> [Aim of the task]: Your reply should be made up of every line in the records below that holds the string "mountain".

==========

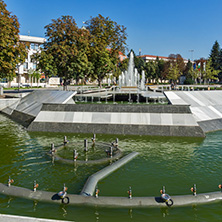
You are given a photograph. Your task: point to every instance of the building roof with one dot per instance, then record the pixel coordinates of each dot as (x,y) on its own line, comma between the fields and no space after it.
(32,39)
(152,56)
(160,57)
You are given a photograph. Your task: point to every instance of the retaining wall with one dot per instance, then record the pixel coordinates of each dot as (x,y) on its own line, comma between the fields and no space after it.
(160,120)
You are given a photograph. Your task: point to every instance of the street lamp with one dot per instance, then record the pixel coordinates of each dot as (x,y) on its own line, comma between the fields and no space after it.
(191,50)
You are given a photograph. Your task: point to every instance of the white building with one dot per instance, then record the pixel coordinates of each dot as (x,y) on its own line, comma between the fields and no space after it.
(148,58)
(33,46)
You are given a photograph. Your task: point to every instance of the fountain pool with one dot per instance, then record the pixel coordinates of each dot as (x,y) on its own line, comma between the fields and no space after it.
(176,163)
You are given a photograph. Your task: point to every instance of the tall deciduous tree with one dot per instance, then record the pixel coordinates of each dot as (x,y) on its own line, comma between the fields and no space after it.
(209,72)
(214,54)
(66,49)
(12,52)
(105,34)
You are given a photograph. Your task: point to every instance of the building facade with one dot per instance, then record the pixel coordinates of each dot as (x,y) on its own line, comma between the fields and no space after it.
(148,58)
(33,46)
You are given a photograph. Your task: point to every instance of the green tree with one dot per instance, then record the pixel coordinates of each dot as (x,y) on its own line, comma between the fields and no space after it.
(210,73)
(220,65)
(66,49)
(12,52)
(173,73)
(214,54)
(37,74)
(159,69)
(107,40)
(150,70)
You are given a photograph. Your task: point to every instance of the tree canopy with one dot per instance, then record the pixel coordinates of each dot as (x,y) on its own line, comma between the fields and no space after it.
(91,51)
(107,39)
(12,52)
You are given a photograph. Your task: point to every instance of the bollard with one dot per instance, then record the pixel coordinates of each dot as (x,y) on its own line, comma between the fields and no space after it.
(163,191)
(10,181)
(75,155)
(52,148)
(35,186)
(85,145)
(94,138)
(130,193)
(117,141)
(97,193)
(65,141)
(111,151)
(194,190)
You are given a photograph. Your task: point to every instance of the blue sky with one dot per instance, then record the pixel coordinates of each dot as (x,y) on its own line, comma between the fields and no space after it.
(157,27)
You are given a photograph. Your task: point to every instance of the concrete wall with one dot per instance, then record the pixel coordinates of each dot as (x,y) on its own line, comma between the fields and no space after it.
(206,106)
(161,120)
(7,102)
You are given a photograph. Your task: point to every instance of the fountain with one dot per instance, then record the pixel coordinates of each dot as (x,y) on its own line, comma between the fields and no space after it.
(131,77)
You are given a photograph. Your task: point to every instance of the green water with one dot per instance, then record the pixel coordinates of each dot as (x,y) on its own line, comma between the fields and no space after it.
(176,163)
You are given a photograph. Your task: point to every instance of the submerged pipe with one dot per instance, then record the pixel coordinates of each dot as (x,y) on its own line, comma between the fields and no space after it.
(92,181)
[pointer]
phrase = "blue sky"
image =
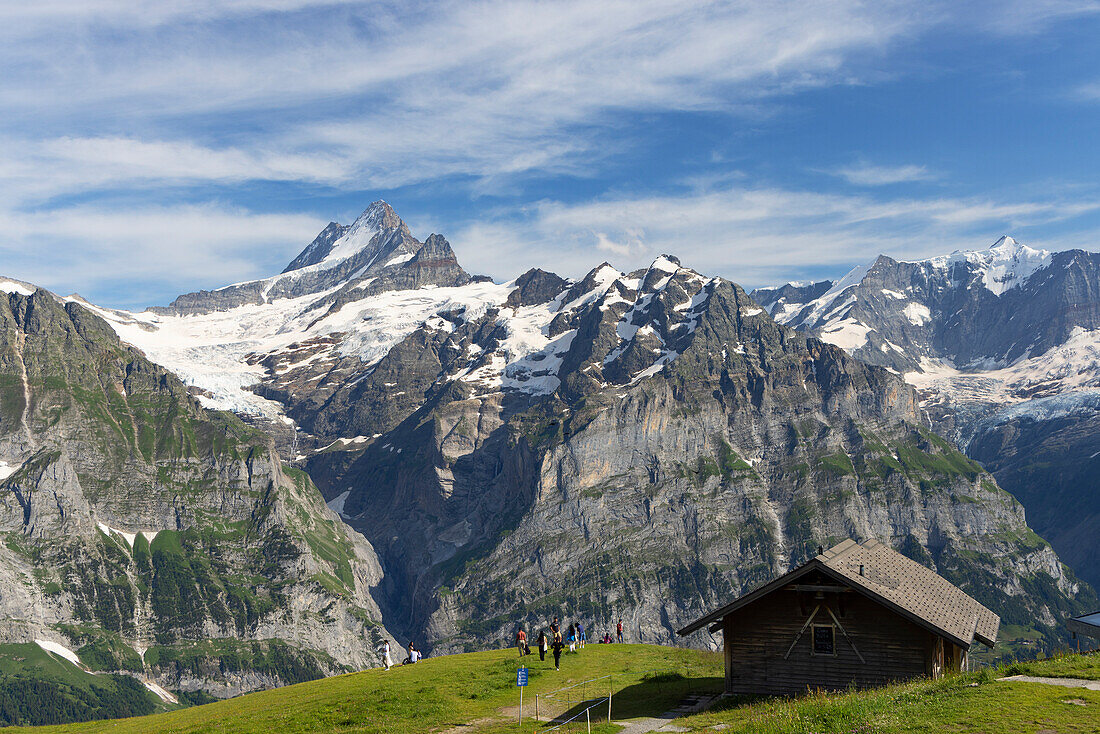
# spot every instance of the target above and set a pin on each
(149, 149)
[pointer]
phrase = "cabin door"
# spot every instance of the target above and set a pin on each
(937, 657)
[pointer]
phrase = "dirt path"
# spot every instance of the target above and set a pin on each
(1068, 682)
(663, 723)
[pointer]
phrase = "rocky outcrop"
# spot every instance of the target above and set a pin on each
(374, 254)
(690, 448)
(133, 516)
(1002, 344)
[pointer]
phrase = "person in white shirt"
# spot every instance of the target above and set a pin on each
(386, 660)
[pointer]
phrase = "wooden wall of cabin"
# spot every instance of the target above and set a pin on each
(759, 635)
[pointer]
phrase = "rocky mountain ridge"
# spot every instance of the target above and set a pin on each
(653, 437)
(153, 535)
(640, 445)
(1003, 346)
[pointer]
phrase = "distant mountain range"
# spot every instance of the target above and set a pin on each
(1003, 346)
(641, 445)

==========

> [Solution for this task]:
phrase = "rocky mountain ridge"
phrase = "distant mountain range"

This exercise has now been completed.